REQUIRED WORK:
Reproduce the stretch of data below from the line containing "for dog's eye." through the line containing "119,43,224,232", both included. Leave out the pictures.

Bounding box annotation entries
☆ ☆ ☆ ☆ ☆

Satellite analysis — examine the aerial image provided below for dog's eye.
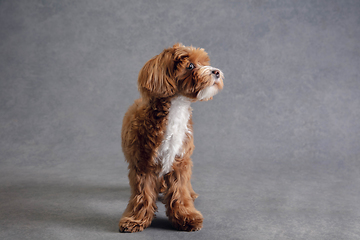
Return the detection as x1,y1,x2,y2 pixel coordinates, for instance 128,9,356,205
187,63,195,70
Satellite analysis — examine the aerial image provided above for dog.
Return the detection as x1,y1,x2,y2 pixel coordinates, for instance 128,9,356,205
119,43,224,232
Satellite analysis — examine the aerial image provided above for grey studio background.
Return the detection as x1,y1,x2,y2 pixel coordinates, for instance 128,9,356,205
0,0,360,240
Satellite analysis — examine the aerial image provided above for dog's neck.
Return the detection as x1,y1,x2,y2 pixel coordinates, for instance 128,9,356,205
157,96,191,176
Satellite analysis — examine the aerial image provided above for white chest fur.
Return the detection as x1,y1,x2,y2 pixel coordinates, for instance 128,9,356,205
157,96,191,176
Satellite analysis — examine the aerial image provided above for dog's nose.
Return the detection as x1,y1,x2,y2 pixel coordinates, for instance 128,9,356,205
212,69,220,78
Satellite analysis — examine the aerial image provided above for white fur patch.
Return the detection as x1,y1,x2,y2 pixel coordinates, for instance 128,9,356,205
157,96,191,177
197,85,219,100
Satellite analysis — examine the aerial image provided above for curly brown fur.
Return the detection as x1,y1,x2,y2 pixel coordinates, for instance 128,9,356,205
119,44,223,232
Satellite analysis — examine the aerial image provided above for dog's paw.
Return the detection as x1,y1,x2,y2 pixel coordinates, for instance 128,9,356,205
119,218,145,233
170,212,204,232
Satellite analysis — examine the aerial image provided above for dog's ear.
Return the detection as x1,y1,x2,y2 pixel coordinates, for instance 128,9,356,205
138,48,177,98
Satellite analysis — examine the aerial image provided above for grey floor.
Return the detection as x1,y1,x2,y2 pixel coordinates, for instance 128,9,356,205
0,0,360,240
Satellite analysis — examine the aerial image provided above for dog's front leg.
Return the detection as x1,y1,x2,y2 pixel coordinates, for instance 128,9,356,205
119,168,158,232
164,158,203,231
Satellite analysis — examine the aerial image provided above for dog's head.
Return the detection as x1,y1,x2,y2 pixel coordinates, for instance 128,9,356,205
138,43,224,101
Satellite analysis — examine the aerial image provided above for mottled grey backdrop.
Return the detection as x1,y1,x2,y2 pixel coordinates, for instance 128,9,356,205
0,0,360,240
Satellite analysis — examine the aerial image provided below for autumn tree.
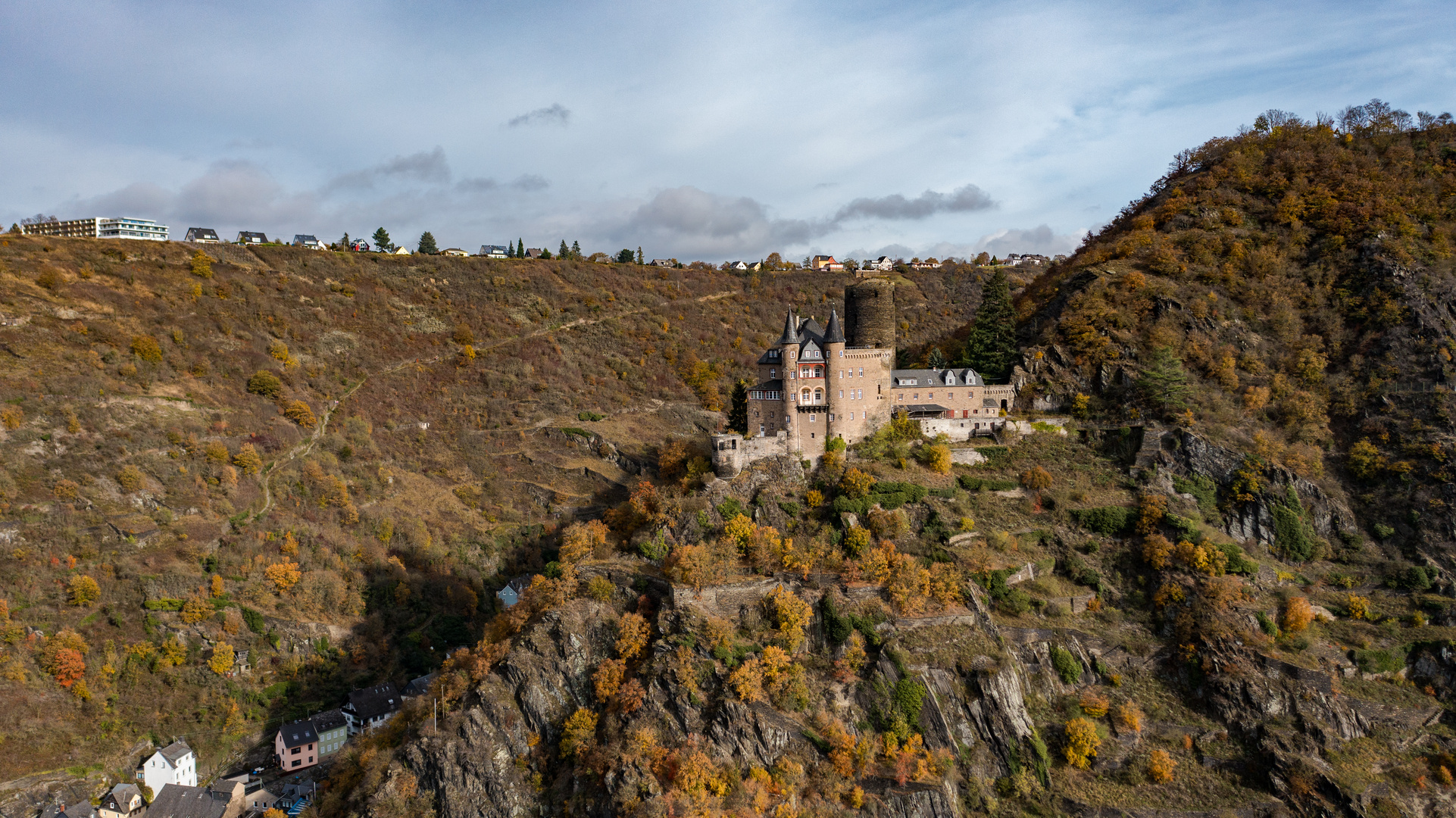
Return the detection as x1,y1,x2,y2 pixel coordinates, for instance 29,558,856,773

☆ ☆ ☆ ☆ ☆

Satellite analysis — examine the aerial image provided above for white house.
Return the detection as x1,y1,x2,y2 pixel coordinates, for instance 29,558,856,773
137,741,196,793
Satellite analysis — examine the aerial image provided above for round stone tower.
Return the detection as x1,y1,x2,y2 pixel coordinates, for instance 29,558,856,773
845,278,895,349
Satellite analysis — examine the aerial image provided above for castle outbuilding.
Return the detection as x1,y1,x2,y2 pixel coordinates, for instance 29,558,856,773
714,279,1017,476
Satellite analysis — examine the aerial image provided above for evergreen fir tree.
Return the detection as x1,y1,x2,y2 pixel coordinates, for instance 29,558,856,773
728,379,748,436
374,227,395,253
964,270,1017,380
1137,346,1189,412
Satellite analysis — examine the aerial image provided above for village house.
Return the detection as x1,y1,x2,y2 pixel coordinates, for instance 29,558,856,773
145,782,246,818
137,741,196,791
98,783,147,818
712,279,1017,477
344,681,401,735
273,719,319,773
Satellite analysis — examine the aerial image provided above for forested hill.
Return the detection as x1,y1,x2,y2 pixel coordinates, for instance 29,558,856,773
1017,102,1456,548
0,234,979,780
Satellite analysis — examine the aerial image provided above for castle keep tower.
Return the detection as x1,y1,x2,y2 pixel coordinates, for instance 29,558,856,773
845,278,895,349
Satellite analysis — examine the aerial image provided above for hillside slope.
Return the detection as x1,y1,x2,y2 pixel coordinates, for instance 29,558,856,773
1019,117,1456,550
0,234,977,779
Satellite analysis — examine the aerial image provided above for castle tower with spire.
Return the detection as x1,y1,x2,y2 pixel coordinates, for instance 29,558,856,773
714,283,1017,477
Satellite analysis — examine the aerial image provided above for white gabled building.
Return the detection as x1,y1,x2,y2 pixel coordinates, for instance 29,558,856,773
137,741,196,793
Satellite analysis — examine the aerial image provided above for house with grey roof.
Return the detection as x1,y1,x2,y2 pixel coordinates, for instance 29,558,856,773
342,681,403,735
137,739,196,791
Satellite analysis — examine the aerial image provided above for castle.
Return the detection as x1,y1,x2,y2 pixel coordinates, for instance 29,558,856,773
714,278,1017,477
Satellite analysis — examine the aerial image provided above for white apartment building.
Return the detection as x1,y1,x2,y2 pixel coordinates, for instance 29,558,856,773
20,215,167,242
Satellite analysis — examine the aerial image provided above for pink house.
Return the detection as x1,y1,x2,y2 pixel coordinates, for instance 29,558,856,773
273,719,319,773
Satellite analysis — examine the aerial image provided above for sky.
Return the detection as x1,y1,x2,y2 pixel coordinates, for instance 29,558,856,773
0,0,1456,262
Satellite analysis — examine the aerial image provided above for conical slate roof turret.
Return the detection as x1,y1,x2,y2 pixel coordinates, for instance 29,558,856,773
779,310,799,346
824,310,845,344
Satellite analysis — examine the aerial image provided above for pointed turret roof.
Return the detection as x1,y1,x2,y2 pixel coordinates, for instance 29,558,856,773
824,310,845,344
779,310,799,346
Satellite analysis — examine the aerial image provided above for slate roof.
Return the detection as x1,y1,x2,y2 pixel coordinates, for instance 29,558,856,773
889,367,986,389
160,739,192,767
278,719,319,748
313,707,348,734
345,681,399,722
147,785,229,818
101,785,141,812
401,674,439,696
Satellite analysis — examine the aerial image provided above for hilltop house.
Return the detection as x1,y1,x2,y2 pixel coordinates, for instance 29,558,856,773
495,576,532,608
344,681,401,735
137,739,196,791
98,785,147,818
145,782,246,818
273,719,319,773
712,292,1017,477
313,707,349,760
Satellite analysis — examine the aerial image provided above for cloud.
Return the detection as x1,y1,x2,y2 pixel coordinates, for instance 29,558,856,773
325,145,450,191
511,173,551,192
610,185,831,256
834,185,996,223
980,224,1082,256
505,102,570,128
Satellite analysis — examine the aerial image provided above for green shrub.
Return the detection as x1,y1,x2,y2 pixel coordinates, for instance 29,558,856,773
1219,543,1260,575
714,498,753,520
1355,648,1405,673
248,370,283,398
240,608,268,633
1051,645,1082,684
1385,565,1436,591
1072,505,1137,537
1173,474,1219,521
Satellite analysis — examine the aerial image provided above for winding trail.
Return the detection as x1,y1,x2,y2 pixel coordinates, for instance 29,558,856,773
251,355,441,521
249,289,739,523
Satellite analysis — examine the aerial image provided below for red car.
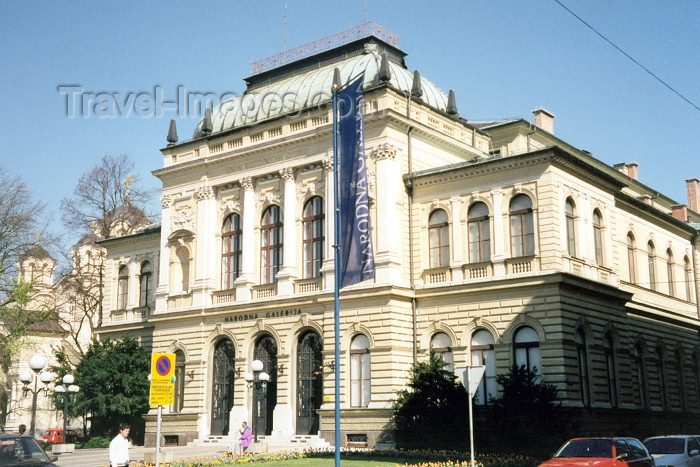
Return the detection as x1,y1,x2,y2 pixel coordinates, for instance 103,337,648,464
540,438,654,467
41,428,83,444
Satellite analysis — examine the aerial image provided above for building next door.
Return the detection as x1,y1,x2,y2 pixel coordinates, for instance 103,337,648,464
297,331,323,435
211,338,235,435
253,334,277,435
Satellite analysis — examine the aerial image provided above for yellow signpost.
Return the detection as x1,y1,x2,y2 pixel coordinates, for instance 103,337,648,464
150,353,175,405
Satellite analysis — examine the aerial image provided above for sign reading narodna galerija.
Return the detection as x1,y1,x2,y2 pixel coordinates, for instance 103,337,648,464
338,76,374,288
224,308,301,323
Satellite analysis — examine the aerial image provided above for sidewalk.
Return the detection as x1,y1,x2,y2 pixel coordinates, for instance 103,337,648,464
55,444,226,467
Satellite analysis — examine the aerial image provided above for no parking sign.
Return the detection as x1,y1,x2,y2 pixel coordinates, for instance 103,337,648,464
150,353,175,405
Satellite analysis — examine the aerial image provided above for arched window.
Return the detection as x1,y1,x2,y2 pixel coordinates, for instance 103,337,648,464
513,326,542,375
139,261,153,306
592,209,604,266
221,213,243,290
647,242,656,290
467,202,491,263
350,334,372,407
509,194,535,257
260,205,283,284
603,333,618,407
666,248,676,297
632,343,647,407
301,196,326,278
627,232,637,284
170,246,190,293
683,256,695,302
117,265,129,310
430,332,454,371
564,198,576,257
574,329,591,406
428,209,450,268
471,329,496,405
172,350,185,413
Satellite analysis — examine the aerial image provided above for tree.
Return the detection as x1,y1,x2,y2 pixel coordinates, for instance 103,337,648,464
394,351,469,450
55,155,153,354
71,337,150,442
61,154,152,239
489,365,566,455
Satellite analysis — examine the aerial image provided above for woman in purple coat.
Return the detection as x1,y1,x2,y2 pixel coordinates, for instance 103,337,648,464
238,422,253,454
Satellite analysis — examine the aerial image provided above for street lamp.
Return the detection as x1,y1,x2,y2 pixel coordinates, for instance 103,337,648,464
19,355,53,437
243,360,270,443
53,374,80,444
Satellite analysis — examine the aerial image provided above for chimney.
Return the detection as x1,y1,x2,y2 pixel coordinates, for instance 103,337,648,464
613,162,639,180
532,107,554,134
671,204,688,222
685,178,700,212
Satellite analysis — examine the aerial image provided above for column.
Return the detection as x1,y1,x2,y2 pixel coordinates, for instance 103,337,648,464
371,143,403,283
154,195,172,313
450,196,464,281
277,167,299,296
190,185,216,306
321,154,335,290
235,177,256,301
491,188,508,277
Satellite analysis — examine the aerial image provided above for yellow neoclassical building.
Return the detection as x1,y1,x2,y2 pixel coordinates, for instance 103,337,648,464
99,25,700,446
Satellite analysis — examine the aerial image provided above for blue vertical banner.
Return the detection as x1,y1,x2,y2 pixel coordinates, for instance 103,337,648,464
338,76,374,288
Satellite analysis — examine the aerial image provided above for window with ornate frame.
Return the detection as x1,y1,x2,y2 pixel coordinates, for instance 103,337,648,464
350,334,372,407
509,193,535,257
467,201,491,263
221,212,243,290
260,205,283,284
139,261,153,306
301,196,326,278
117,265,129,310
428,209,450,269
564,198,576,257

☆ ☆ ☆ ☆ ☆

EXPECTED ANSWER:
Satellite analysis — examine the aerial image provided below for dog's eye.
Return the detection as x1,y1,x2,y2 pixel coordinates, for instance 128,9,356,205
187,63,195,70
Satellite analysis — examine the aerial image provided above for dog.
Return the detection as x1,y1,x2,y2 pixel coordinates, for instance 128,9,356,205
119,43,224,232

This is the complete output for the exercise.